═══ Given text ═══
After paddling through Willow Lake, I thought I would be scot-free of ice. All I needed to do was portage to Barlett Lake, where I planned to end the already long day. Maybe it was the waning light, my exhaustion, or the fact it was a small pond stuck between printed portages distances and lake names. In any case, this 'brilliant' paddler missed it and found himself staring at another frozen pond. My spirit sunk. I was exhausted, thirsty (having recently finished the last of my water), hungry, and now perplexed by what I saw. Looking intensely at the map in the twilight, I noted my oversight. I was in the right place after all.

The canoe at the put-in, or more appropriately the 'put-on-top',
of the very frozen Aster Pond - sigh!

I had considered setting up camp right on the portage, but I wondered if the falling temperatures would make the ice even more difficult to deal with the next morning. So an executive decision was made by me, myself and I to forge ahead. As previous, the P3 Power Paddle technique worked, just slower as the ice was noticeably thicker and I was obviously more tired. The only silver lining was that I could see the portage on the other side and the distance seemed a bit shorter than the first pond. All was going well until my collective experiences dealing with ice on canoe trips brought me to a halt. What I saw just beyond the bow of the canoe had me concerned. The colour and texture of the ice up ahead signalled a distinct change, and believe me, it wasn't softer ice. Driving the canoe onto the thicker and harder ice, it stayed firm, even with me directly on top of it.
═══
Aim a
List every lake or pond that the canoe trip account mentions by name.
The saved data entries that follow have no connection to the canoe trip account.
═══ Source records ═══
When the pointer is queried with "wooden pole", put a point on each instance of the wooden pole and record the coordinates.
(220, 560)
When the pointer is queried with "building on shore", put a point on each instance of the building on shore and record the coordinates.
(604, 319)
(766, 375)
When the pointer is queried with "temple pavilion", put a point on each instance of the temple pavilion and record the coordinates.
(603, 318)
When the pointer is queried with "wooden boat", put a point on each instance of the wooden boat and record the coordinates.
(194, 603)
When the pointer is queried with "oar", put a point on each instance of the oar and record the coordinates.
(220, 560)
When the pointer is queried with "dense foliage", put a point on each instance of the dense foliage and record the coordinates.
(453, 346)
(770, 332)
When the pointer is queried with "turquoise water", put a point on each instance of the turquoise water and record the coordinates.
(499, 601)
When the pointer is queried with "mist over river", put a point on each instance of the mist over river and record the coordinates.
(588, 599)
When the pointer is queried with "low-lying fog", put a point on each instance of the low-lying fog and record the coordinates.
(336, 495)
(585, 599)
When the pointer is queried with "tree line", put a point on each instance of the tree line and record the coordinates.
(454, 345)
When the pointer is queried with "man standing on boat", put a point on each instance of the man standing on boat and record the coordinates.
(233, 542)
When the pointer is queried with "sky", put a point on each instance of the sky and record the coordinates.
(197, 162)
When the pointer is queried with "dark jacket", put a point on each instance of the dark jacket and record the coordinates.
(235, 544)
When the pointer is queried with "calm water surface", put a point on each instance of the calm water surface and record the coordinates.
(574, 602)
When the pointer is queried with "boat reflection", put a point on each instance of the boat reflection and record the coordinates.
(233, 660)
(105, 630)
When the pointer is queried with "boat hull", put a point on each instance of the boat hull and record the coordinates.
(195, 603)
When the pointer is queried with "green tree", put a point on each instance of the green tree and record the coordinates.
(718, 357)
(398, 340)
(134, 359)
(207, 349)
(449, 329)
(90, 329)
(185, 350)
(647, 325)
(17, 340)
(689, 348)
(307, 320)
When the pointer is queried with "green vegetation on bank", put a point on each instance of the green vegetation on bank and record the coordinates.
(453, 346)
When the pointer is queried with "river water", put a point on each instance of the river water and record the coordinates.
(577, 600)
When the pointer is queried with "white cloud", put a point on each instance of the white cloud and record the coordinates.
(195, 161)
═══
Aim b
Echo the saved data entries from the line with "cloud and record the coordinates." through the end of the entries.

Problem solution a
Willow Lake
Barlett Lake
Aster Pond

Problem solution b
When the pointer is queried with "white cloud", put a point on each instance of the white cloud and record the coordinates.
(195, 161)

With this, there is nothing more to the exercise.